* **Goal of the exercise**
Reproduce the listing below verbatim, from the line containing "Task: a point for each instance of the horizontal" to the line containing "pixel 519 583", both lines included.
┌──
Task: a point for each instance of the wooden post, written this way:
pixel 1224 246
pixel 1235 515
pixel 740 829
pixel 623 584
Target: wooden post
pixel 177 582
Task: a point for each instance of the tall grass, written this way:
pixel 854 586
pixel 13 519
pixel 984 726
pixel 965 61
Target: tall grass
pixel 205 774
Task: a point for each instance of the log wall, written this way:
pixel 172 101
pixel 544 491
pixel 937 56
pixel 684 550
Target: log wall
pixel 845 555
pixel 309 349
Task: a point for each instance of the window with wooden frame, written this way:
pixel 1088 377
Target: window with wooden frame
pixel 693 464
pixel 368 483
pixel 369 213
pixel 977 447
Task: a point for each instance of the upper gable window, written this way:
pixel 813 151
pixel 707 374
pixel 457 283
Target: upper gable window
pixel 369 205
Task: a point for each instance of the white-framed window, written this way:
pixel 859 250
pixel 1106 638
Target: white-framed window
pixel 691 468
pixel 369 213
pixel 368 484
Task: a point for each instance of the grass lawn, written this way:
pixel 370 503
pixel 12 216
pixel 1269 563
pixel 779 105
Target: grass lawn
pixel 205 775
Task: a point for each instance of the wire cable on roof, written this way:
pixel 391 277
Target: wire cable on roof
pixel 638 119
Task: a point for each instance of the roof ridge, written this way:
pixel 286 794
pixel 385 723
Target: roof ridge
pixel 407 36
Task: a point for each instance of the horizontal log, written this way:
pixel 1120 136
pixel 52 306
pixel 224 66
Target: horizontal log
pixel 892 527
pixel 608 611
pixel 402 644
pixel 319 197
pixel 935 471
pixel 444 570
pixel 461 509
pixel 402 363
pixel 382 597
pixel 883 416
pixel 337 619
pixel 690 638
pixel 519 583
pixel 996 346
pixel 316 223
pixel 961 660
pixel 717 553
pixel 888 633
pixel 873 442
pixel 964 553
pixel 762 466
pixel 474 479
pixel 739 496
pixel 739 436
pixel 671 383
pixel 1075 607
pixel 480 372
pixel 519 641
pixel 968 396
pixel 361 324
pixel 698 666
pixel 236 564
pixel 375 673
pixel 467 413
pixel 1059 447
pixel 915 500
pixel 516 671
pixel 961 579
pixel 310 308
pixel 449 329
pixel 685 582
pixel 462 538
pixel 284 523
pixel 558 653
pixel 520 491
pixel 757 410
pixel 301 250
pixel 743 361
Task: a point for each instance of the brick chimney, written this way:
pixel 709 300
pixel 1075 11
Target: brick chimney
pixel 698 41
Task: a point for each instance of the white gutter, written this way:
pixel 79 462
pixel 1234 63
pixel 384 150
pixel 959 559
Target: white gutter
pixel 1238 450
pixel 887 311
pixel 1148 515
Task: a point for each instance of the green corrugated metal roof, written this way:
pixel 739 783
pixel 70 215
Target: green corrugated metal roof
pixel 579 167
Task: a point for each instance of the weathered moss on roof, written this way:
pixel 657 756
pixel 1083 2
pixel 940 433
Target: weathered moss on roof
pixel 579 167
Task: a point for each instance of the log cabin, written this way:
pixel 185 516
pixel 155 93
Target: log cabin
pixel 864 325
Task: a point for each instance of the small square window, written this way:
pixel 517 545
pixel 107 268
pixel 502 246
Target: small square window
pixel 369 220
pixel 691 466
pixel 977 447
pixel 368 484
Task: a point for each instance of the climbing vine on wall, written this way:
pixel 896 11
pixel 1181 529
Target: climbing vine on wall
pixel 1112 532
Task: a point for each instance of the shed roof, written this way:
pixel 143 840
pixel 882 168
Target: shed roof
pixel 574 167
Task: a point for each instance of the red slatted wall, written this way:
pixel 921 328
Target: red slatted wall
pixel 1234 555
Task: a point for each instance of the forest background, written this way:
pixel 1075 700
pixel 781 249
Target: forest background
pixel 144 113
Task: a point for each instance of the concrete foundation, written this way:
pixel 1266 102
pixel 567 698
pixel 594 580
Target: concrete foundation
└──
* **Final result**
Task: a point for each instance of the horizontal log, written this way:
pixel 1120 136
pixel 52 306
pixel 224 66
Target: horizontal log
pixel 892 527
pixel 608 611
pixel 402 644
pixel 319 197
pixel 935 471
pixel 444 570
pixel 461 509
pixel 402 363
pixel 382 597
pixel 883 416
pixel 337 619
pixel 690 638
pixel 519 583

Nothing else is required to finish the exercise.